**Texto proporcionado:**
>>>>>

A la sombra del árbol de los abuelos

Dic 12 • destacamos, principales, Reflexiones • 4103 Views • No hay comentarios en A la sombra del árbol de los abuelos

POR LUIS GUILLERMO HERNÁNDEZ 

 

El periodista que escribe con amor lo que escribe, no es sino un escritor como otro cualquiera.
Rubén Darío.

 

 

La respuesta puede estar ahí, a la sombra del árbol que plantaron los abuelos. Oculta entre las páginas de aquellos relatos del principio de la modernidad latinoamericana, a la espera de nosotros.

 

Algo me lo dice. Consigo reconocerla en las palabras de Machado de Assis. En la interrogante que el brasileño se plantea en agosto de 1878, y que me afrenta del mismo modo, casi un siglo y medio después: “¿Qué articula una página de crónica en medio de las preocupaciones del momento?”

 

Cuestión de tender los puentes que soporten el peso de cincuenta mil días. ¿Qué páginas debe escribir el reportero del siglo XXI, para librar la amenaza de la extinción inminente? Somos el eco del grito que ellos fueron. Desafío similar: hacer nacer a un lector nuevo, muy distinto de su antecedente inmediato, para provocarlo a asistir, regocijado, al encuentro cotidiano con nosotros. Traerlo de vuelta a nuestra cita semanal, diaria, mensual, mediada por el viejo triunvirato papel-tinta-imprenta o por la nueva trinidad: aluminio-cristal-Light Emitting Diode.

 

Agazapada entre miles de palabras olvidadas por nosotros –arrogantes observadores de un mundo que cada momento se parece menos a lo que supusimos que era– la posibilidad se abre con las dudas lejanas del XIX. Los modernistas, claro.

 

Si ellos fueron los comentadores de aquella vida latinoamericana de entresiglos, de ese mundo decimonónico en crisis, que los desafió hasta descubrirles actitud nueva, sensibilidad distinta, planteamiento estético afinado a golpe de modernidad, es preciso escucharlos. Y aquí una paréntesis: hay que creerle a Baudelaire cuando describe aquella modernidad como lo transitorio, lo fugitivo, lo contingente. La mitad del arte cuya otra mitad era, y siempre lo ha sido, lo eterno y lo inamovible.

 

Machado de Assis no miente, no puede mentir: lo que articula a la crónica es la esperanza. Ni más ni menos. Palabra de renovador de narrativa brasileña. Palabra de padre del realismo en la alucinación tropical amazónica: la esperanza.

 

Asoma en la certeza de que hay muchos ojos puestos sobre las letras que nacen de nosotros, benedictinos de la historia mínima, sepultureros de la expresión oportuna. Intérpretes del presente, que vivimos los días exprimiendo los acontecimientos de la calle, escuchando y palpando el sentimiento de nuestras ciudades, para denunciar, aplaudir o patear conforme a nuestro humor o a nuestra opinión. Sí. La esperanza.

 

¿Alguien puede explicar mejor lo que es necesario que entendamos los periodistas del siglo XXI, inmersos en la urgencia del tuiteo como acto desesperado para seguir vigentes, aterrados ante la reiterada amenaza del degüello?

<<<<<

**Objetivo 1:** Por favor, imprime el fragmento del texto sobre la crónica periodística que va desde "Rubén Darío." hasta "espera de nosotros.".

**Entradas:**
>>>>>

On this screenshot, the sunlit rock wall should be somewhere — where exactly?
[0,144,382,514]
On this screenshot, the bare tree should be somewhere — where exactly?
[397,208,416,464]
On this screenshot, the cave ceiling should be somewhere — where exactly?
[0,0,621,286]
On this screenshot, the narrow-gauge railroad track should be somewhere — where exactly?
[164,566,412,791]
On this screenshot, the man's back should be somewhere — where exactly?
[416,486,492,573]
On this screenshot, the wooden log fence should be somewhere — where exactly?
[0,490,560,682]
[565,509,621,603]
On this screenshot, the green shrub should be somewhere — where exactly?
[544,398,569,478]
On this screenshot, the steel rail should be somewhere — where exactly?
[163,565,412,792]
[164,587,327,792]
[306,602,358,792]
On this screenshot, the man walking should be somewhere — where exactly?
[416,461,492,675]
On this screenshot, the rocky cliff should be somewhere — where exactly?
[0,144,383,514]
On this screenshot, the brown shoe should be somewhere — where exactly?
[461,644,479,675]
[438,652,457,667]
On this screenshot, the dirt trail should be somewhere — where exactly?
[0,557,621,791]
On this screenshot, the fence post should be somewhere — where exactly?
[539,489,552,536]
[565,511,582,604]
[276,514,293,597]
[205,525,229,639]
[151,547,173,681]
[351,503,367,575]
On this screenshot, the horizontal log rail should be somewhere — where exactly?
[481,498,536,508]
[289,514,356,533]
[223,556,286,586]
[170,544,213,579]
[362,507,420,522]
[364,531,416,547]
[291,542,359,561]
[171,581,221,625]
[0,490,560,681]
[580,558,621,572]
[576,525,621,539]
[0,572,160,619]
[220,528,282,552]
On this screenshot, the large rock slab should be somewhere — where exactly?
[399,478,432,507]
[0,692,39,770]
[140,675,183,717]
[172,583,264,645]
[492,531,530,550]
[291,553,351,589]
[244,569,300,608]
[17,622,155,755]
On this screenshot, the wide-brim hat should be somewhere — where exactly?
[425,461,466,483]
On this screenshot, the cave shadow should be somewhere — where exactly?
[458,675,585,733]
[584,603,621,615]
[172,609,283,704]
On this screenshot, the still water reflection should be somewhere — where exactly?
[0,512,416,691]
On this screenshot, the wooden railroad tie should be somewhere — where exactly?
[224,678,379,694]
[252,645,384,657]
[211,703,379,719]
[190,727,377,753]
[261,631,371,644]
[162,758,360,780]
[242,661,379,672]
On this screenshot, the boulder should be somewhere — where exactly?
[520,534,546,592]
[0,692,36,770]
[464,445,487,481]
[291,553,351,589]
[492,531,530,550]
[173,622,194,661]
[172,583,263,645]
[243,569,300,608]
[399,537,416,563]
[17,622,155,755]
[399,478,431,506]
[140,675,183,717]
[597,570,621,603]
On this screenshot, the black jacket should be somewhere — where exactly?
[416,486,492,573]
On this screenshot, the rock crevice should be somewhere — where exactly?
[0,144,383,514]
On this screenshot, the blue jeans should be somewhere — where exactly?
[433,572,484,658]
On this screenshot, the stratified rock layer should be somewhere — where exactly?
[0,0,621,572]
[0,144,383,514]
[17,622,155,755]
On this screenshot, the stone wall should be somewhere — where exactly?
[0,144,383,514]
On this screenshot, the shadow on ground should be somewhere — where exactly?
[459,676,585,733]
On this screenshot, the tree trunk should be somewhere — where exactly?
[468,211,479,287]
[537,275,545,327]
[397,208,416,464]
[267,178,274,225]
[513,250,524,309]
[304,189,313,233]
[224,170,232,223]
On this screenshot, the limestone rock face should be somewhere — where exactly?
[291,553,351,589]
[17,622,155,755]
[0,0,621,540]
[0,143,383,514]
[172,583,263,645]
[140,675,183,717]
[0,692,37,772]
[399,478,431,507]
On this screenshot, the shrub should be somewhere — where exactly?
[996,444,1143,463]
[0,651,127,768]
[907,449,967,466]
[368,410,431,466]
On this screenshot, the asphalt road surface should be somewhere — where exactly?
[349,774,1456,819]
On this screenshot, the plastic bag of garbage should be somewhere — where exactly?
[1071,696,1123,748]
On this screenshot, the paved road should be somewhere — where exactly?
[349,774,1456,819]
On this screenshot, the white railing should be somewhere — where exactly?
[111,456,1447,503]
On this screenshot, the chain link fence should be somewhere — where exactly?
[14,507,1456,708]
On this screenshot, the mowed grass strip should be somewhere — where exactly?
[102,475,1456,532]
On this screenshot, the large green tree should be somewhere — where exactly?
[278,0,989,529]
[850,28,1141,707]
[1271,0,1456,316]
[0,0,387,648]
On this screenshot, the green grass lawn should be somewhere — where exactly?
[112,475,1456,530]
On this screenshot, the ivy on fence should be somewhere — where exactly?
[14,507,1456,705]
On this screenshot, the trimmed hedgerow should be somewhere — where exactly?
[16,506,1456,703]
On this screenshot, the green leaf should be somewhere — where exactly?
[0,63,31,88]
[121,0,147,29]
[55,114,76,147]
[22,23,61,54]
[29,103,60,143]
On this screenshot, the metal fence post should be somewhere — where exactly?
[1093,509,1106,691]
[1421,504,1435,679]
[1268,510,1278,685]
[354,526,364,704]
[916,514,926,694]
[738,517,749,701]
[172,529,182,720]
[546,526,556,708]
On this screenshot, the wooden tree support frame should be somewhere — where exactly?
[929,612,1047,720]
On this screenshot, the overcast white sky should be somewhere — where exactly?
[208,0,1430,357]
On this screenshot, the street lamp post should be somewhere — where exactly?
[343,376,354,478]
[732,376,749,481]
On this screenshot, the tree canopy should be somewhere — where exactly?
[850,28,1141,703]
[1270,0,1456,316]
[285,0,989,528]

<<<<<

**Objetivo 2:** Renombra "shadow" como "shade" en las entradas, desde la línea con "On this screenshot, the cave shadow" hasta la línea con "[459,676,585,733]", ambas incluidas. Reproduce solo esas líneas, sin ningún otro cambio.

**Resultado 1:**
Rubén Darío.

 

 

La respuesta puede estar ahí, a la sombra del árbol que plantaron los abuelos. Oculta entre las páginas de aquellos relatos del principio de la modernidad latinoamericana, a la espera de nosotros.

**Resultado 2:**
On this screenshot, the cave shade should be somewhere — where exactly?
[458,675,585,733]
[584,603,621,615]
[172,609,283,704]
On this screenshot, the still water reflection should be somewhere — where exactly?
[0,512,416,691]
On this screenshot, the wooden railroad tie should be somewhere — where exactly?
[224,678,379,694]
[252,645,384,657]
[211,703,379,719]
[190,727,377,753]
[261,631,371,644]
[162,758,360,780]
[242,661,379,672]
On this screenshot, the boulder should be somewhere — where exactly?
[520,534,546,592]
[0,692,36,770]
[464,445,487,481]
[291,553,351,589]
[492,531,530,550]
[173,622,194,661]
[172,583,263,645]
[243,569,300,608]
[399,537,416,563]
[17,622,155,755]
[399,478,431,506]
[140,675,183,717]
[597,570,621,603]
On this screenshot, the black jacket should be somewhere — where exactly?
[416,486,492,573]
On this screenshot, the rock crevice should be somewhere — where exactly?
[0,144,383,514]
On this screenshot, the blue jeans should be somewhere — where exactly?
[433,572,484,658]
On this screenshot, the stratified rock layer should be somewhere — where exactly?
[0,0,621,572]
[0,144,383,514]
[17,622,155,755]
On this screenshot, the stone wall should be somewhere — where exactly?
[0,144,383,514]
On this screenshot, the shade on ground should be somewhere — where exactly?
[459,676,585,733]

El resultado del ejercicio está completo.